TEXT PASSAGE –
He said adjustment programmes in Ireland and Portugal, which have both been bailed out, were on track and that Greece’s renewed commitment to its programme meant that a decision on its next disbursement would be taken in October.
Financial markets were largely stable with the spread between Italian 10-year bonds and benchmark German Bunds narrowing slightly. Stocks, buoyed by a decision on Thursday by the ECB and other major central banks to reintroduce three-month dollar liquidity, were up.
Analysts say the EFSF, set up in May 2010 and so far used to bail out Portugal and Ireland, must be increased in size to build market confidence that the debt crisis can be contained.
But Germany and others refuse to bolster the fund and most eurozone national parliaments have yet to ratify new powers agreed for the fund two months ago that would allow it to make precautionary loans to countries under attack and buy sovereign bonds to prop up struggling states.
“It is difficult for the eurozone to come up with anything concrete at this stage but they need to keep up the momentum,” said Gavin Friend, market strategist at National Australia Bank.
“Geithner gets how important all of this is ... Markets understand it will all take time to work through but they want to hear that the discussions are making good progress, that the Europeans are receptive to what Geithner has to say.”
In an unusual move, the European Banking Federation in Brussels issued a statement calling on the EU to make “clear commitments for stronger governance and budgetary discipline”.
“We need a clear and united signal from finance ministers, central bankers and the ECB so that markets can regain confidence,” it said.
With most economists saying a Greek default is inevitable at some point and the much larger Italian economy not out of the firing line despite Parliament’s approval of a new austerity package this week, the pressure is on to act.
A Reuters poll of more than 50 economists across Europe gave a 65% chance Greece would default with half of them saying it would do so in within 12 months.
Europe and the United States face 10 years of pain if a global solution for the eurozone debt crisis is not found soon, said former British Prime Minister Gordon Brown, an architect of the response to the world financial crisis from 2007 to 2009.
“Unless there is global coordination ... I foresee 10 years of low growth in Europe and America, I foresee very high levels of unemployment and I foresee a failure of coordination that will lead in the end to greater protectionism,” Brown said at the World Economic Forum in Dalian.

STATED TASK – Duplicate everything in the eurozone debt passage above from "A Reuters poll" down to "Forum in Dalian.".

(Items from a dataset)
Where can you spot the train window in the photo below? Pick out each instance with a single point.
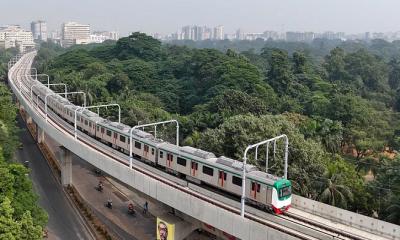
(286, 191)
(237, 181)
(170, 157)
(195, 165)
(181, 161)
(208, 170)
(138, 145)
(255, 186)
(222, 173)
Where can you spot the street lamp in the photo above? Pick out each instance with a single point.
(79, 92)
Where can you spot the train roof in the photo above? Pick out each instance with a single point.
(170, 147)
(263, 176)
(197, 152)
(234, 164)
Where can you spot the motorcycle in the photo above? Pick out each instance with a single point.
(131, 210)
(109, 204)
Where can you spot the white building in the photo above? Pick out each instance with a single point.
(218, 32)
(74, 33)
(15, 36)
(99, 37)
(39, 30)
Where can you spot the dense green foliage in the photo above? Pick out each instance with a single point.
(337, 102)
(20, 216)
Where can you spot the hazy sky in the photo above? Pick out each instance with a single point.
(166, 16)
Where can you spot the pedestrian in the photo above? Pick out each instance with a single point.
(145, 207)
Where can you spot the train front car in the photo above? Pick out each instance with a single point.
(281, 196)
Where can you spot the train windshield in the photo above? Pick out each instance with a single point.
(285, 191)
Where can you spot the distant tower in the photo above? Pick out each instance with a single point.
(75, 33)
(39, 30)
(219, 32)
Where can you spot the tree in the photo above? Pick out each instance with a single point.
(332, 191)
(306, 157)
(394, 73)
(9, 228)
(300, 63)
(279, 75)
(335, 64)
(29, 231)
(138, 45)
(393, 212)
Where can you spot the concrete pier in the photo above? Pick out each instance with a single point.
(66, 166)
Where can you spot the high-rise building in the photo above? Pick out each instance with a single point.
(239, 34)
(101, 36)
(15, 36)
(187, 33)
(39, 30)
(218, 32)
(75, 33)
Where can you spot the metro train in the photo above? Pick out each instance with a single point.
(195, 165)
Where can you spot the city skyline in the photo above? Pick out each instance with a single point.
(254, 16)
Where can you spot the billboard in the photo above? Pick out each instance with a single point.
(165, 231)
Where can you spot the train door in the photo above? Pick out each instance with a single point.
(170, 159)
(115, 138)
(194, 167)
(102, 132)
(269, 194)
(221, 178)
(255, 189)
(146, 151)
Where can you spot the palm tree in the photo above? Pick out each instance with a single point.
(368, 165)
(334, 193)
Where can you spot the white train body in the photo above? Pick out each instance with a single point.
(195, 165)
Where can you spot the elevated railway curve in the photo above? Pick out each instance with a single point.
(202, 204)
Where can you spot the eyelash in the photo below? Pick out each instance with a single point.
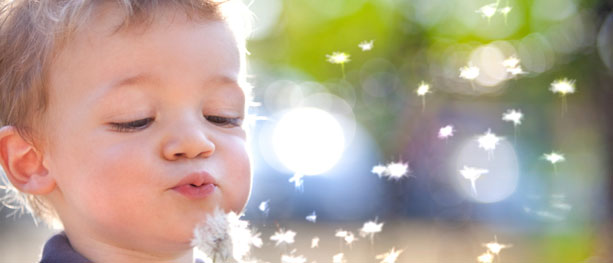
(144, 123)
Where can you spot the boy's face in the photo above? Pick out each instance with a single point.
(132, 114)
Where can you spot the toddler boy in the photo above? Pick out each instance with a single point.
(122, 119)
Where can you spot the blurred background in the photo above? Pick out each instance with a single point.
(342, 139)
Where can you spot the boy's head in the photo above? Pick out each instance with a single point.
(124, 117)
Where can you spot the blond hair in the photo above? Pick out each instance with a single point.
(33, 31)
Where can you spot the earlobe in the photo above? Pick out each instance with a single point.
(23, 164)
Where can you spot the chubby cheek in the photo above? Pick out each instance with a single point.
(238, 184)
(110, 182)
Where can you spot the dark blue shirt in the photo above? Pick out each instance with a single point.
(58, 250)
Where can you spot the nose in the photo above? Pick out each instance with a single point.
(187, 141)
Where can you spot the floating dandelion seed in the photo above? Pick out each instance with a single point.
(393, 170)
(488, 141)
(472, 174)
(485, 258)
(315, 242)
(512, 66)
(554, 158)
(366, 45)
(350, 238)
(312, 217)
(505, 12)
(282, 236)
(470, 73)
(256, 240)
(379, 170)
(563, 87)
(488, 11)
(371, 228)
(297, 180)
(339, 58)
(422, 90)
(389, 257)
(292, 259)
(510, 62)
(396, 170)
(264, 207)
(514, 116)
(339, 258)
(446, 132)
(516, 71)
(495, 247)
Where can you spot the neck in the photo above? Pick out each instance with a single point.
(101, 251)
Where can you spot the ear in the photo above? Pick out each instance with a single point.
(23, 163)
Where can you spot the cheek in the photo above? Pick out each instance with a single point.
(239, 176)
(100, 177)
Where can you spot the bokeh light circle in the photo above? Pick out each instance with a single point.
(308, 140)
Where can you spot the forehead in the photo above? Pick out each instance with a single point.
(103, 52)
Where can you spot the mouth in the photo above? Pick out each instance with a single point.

TASK ANSWER –
A Reuters poll of more than 50 economists across Europe gave a 65% chance Greece would default with half of them saying it would do so in within 12 months.
Europe and the United States face 10 years of pain if a global solution for the eurozone debt crisis is not found soon, said former British Prime Minister Gordon Brown, an architect of the response to the world financial crisis from 2007 to 2009.
“Unless there is global coordination ... I foresee 10 years of low growth in Europe and America, I foresee very high levels of unemployment and I foresee a failure of coordination that will lead in the end to greater protectionism,” Brown said at the World Economic Forum in Dalian.